TASK INSTRUCTIONS: Render the lines below as a Markdown table with two columns, Row and Text, giving each line a row number and leaving out any blank lines. Omit the pictures from the table.

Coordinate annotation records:
════
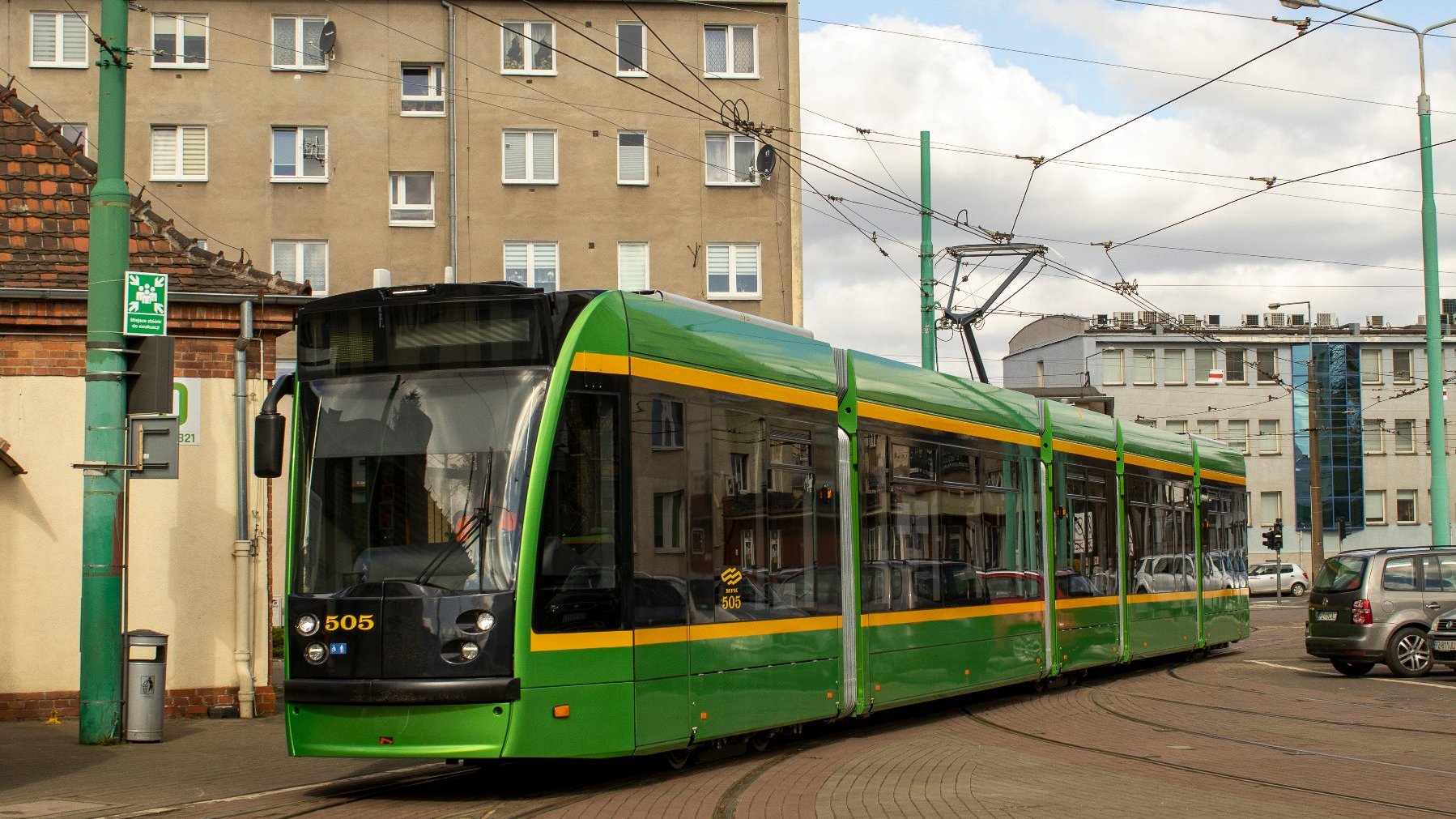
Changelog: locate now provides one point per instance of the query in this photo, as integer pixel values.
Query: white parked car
(1289, 578)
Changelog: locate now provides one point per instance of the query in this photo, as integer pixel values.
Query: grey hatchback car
════
CORRECT OUTPUT:
| Row | Text |
|---|---|
| 1 | Changelog: locate now provides one point per instance of the query in this photo, as integer pixel values. |
| 2 | Query: white parked car |
| 3 | (1289, 578) |
| 4 | Changelog: locate now provides one point per instance of the query in this photo, as integer pixel values. |
| 5 | Query: grey hatchback car |